───── INPUT DATA ─────

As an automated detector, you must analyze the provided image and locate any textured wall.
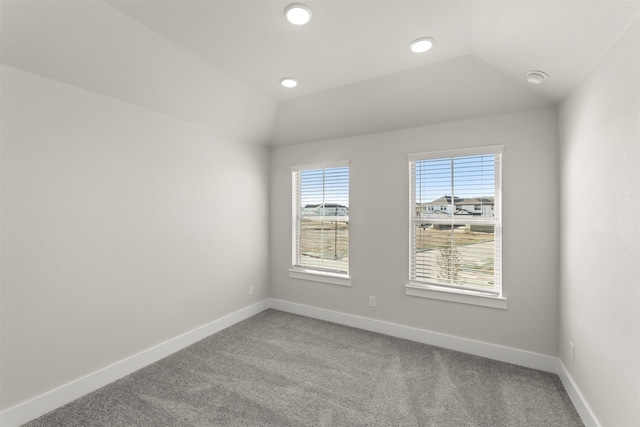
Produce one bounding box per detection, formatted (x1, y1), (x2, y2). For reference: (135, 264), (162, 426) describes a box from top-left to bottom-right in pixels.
(270, 108), (558, 356)
(0, 66), (269, 409)
(559, 19), (640, 426)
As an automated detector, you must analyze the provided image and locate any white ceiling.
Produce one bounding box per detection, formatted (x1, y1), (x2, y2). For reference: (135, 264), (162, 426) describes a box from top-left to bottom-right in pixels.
(0, 0), (640, 145)
(108, 0), (639, 103)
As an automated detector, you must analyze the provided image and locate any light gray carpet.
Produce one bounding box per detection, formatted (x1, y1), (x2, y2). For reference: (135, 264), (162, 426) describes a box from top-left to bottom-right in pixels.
(27, 310), (583, 427)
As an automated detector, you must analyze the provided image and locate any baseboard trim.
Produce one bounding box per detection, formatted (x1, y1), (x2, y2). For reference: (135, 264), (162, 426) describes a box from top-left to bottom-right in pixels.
(269, 298), (558, 374)
(557, 358), (602, 427)
(0, 298), (601, 427)
(0, 299), (269, 427)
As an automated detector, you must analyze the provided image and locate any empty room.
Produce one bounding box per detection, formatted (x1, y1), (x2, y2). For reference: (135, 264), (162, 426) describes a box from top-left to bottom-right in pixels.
(0, 0), (640, 427)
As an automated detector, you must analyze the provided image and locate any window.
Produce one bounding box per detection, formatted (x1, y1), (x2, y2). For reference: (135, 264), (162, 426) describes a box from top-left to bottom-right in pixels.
(407, 146), (506, 308)
(289, 162), (350, 285)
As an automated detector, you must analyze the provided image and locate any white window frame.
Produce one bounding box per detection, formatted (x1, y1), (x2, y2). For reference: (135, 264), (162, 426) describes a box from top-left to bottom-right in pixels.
(405, 145), (507, 309)
(289, 160), (351, 286)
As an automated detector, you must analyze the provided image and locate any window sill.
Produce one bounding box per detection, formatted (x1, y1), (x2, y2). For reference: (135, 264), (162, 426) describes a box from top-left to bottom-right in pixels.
(289, 268), (351, 286)
(405, 283), (507, 310)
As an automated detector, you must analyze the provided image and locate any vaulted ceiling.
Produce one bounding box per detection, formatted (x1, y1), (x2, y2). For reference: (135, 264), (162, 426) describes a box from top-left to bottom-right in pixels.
(1, 0), (640, 144)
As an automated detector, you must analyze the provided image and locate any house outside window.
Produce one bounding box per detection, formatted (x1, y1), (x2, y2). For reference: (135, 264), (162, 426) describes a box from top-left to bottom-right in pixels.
(407, 146), (506, 308)
(289, 162), (350, 285)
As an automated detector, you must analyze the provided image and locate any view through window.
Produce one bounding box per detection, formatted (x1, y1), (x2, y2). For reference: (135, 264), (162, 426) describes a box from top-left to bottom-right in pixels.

─────

» **TASK PROMPT**:
Rewrite all the items above with "automated detector" changed to "object locator" and everything else left as it is. Leave the pictures out of your answer.

» **EXPECTED ANSWER**:
As an object locator, you must analyze the provided image and locate any textured wall.
Produce one bounding box per detection, formatted (x1, y1), (x2, y2). For reference: (135, 264), (162, 426) describes a box from top-left to bottom-right in pixels.
(270, 108), (558, 356)
(0, 66), (269, 409)
(559, 19), (640, 426)
As an object locator, you must analyze the provided image and locate any white ceiling.
Produce one bounding box per detection, formatted (x1, y1), (x2, y2). For reference: (135, 264), (162, 426) describes a box from top-left to bottom-right in pixels.
(0, 0), (640, 145)
(108, 0), (639, 103)
As an object locator, you must analyze the provided image and locate any light gray carpet.
Produce one bounding box per detection, formatted (x1, y1), (x2, y2). For reference: (135, 264), (162, 426) describes a box from top-left to bottom-right in pixels.
(27, 310), (583, 427)
As an object locator, you must analyze the provided image and locate any baseboard trim.
Produce one bounding box per detection, formatted (x1, y1), (x2, y2). For reference: (135, 264), (162, 426) describes a box from top-left to bottom-right in pixels.
(269, 298), (558, 374)
(557, 358), (602, 427)
(0, 298), (601, 427)
(0, 299), (269, 427)
As an object locator, you must analyze the provided image and locate any empty room.
Produce one bounding box per detection, formatted (x1, y1), (x2, y2). For reference: (135, 264), (162, 426) describes a box from top-left to bottom-right in pixels.
(0, 0), (640, 427)
As an object locator, you must analyze the provided image and locate any window.
Produce one bounding box per detection, formatted (x1, y1), (x2, y2). For reference: (135, 264), (162, 426) describes a box from top-left to bottom-right in pixels.
(407, 146), (506, 308)
(289, 162), (350, 285)
As an object locator, you must analyze the provided image and locate any white window frame.
Produce one bounding box per detection, formatted (x1, y1), (x2, y2). For reference: (135, 264), (162, 426) describes a box from top-left to bottom-right in pixels.
(405, 145), (507, 309)
(289, 160), (351, 286)
As an object locator, you must analyze the provided image and locate any window sill.
Produce one bounding box per detection, formatted (x1, y1), (x2, y2). For reference: (135, 264), (162, 426) describes a box from top-left to bottom-right in pixels.
(289, 268), (351, 286)
(405, 283), (507, 310)
As an object locator, you must analyze the provided image and locate any vaulted ceiling.
Produce one bounding box per detection, formatted (x1, y1), (x2, y2). For reference: (135, 264), (162, 426) describes a box from top-left to bottom-right in pixels.
(1, 0), (640, 144)
As an object locator, you must analyze the provided image and locate any house outside window.
Produce one bounding box per detection, formatted (x1, y1), (x2, y2). For reference: (135, 264), (162, 426) describes a box from top-left to bottom-right in pixels.
(407, 146), (506, 308)
(289, 162), (350, 285)
As an object locator, you must analyze the provided image and locate any view through window.
Produce one bounding box per detection, formatted (x1, y1), (x2, y2). For reference: (135, 264), (162, 426) describes a box from top-left to bottom-right in pixels.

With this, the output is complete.